● **Material for the task**
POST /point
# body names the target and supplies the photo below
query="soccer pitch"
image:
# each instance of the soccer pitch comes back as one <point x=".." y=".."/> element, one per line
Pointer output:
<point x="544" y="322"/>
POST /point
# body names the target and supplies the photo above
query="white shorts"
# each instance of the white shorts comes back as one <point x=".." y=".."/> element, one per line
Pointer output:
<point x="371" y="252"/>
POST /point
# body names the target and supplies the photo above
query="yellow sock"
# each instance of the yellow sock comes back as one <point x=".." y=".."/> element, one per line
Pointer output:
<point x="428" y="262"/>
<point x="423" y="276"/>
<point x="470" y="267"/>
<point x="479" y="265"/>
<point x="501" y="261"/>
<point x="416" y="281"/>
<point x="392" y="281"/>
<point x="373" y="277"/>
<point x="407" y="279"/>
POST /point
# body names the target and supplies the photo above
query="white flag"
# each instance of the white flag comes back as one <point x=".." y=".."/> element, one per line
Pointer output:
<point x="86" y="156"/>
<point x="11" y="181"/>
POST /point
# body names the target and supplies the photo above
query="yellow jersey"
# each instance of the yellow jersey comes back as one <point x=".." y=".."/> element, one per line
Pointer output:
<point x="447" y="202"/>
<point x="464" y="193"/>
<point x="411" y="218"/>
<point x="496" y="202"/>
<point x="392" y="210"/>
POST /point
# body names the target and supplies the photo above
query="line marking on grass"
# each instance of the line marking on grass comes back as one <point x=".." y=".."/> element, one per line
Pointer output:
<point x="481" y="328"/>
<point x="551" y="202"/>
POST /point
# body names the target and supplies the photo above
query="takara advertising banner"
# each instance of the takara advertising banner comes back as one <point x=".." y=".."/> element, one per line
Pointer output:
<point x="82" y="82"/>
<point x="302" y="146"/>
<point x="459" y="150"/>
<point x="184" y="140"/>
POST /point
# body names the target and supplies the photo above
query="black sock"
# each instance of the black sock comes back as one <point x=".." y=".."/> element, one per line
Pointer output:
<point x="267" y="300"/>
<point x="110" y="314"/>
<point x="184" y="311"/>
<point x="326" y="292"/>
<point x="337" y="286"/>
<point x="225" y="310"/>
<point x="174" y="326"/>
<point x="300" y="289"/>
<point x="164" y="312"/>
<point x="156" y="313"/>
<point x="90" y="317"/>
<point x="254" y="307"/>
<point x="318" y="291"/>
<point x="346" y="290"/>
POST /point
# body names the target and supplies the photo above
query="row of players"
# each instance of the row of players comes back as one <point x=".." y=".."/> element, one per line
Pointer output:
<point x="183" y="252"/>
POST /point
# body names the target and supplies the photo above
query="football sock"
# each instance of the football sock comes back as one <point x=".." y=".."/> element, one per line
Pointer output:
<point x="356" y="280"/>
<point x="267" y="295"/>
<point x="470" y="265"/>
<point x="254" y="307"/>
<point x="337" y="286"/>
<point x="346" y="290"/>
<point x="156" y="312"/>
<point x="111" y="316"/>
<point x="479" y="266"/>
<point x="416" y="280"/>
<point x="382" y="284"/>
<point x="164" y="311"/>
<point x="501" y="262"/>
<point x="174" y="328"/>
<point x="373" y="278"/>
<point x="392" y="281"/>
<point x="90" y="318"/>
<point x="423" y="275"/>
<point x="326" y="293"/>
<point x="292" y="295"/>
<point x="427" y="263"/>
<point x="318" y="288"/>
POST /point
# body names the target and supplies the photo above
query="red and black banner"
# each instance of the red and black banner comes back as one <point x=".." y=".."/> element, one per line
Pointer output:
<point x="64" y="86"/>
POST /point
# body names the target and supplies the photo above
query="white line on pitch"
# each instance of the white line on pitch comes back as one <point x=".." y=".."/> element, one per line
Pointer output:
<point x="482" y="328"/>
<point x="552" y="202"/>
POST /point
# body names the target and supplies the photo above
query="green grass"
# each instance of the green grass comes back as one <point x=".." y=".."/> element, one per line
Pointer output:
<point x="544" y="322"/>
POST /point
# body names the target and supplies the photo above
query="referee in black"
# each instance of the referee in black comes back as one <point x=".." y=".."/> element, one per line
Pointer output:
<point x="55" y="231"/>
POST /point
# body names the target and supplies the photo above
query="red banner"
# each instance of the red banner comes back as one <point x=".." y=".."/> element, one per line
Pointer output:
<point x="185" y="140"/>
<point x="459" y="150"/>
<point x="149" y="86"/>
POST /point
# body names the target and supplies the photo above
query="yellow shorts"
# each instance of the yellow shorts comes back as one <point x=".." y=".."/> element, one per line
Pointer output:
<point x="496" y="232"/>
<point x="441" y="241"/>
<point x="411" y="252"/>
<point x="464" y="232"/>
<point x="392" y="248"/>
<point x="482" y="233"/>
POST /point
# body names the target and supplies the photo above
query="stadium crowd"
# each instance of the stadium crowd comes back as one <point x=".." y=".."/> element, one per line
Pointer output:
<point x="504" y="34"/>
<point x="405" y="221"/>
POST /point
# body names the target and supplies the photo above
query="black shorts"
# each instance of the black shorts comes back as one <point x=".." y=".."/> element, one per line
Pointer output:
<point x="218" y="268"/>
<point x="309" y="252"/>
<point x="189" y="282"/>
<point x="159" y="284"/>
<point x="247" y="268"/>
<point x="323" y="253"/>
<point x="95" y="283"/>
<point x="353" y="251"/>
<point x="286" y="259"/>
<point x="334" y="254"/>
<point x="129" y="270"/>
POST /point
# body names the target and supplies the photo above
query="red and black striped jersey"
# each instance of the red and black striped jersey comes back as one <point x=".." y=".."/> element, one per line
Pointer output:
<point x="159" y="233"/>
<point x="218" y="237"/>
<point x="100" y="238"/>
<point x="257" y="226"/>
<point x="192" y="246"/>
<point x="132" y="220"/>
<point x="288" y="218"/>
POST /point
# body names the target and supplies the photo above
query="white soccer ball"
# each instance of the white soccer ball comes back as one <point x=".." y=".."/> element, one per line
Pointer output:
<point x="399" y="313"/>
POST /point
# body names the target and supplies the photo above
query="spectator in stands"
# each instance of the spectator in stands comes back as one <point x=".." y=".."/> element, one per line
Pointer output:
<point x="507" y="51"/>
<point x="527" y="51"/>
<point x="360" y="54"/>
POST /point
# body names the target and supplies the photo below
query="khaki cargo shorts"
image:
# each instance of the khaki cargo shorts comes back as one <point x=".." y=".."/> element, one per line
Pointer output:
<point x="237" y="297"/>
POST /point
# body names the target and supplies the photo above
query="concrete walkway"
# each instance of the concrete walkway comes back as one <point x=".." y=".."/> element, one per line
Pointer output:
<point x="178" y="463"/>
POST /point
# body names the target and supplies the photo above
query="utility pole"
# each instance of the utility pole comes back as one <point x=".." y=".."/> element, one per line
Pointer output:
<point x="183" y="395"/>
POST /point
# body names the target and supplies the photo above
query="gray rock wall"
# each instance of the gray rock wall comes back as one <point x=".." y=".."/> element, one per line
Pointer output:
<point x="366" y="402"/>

* * *

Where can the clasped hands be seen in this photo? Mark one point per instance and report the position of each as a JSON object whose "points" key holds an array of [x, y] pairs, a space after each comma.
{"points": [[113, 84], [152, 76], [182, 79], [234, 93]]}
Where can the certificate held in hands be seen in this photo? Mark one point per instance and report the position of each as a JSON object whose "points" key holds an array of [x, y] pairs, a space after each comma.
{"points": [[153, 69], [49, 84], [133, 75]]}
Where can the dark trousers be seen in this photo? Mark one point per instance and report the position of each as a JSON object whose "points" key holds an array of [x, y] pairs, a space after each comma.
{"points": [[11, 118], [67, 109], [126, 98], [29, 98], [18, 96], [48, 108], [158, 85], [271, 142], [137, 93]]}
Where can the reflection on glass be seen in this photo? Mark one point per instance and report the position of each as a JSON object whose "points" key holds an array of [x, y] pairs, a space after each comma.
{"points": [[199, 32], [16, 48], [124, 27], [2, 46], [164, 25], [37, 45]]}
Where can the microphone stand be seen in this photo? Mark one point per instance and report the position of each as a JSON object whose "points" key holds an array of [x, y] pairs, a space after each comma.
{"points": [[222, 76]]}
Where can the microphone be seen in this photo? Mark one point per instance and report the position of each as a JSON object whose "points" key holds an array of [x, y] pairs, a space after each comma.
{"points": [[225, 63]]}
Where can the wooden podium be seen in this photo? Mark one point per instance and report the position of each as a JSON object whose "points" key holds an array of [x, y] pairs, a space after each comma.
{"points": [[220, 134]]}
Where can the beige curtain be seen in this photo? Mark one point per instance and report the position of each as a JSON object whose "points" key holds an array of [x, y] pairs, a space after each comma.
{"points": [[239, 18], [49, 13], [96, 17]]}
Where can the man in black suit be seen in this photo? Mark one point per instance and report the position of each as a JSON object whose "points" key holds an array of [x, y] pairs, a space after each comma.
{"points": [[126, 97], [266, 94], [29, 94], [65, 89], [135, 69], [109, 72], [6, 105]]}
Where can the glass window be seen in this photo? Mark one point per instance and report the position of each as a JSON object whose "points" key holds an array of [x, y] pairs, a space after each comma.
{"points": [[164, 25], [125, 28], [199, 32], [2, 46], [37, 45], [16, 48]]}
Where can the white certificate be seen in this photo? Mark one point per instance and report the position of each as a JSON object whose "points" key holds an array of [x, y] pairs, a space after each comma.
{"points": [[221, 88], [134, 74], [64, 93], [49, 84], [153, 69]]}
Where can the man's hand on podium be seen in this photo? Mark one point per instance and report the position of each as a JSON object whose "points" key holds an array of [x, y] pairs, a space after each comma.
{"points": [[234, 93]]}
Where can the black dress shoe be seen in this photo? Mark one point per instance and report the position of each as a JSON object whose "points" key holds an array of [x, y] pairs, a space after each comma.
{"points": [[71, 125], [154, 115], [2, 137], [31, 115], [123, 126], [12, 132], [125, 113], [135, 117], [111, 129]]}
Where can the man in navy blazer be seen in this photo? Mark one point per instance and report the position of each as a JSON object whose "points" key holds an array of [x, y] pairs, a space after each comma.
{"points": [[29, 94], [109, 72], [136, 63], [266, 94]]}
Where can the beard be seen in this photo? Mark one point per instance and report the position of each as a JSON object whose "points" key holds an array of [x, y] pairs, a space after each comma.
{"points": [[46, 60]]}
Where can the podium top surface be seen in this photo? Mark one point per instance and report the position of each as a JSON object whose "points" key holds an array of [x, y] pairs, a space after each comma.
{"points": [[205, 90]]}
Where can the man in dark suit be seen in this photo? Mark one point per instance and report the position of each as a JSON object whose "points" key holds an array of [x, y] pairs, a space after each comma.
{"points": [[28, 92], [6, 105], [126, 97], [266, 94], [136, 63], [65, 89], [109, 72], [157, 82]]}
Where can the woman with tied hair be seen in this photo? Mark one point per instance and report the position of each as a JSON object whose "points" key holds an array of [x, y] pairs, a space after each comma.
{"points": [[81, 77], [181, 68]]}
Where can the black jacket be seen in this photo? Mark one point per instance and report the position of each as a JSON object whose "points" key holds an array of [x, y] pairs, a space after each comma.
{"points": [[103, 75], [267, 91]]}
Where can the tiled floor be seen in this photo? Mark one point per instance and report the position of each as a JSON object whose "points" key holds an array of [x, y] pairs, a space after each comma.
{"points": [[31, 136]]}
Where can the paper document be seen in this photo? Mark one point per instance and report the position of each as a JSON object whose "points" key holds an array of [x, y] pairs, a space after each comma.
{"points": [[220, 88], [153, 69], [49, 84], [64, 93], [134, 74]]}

● **Exercise brief**
Show all lines in the preceding material that have "gray" in them.

● **Response below**
query="gray rock wall"
# each instance of the gray rock wall comes back as one <point x=".." y=".."/> element, one per line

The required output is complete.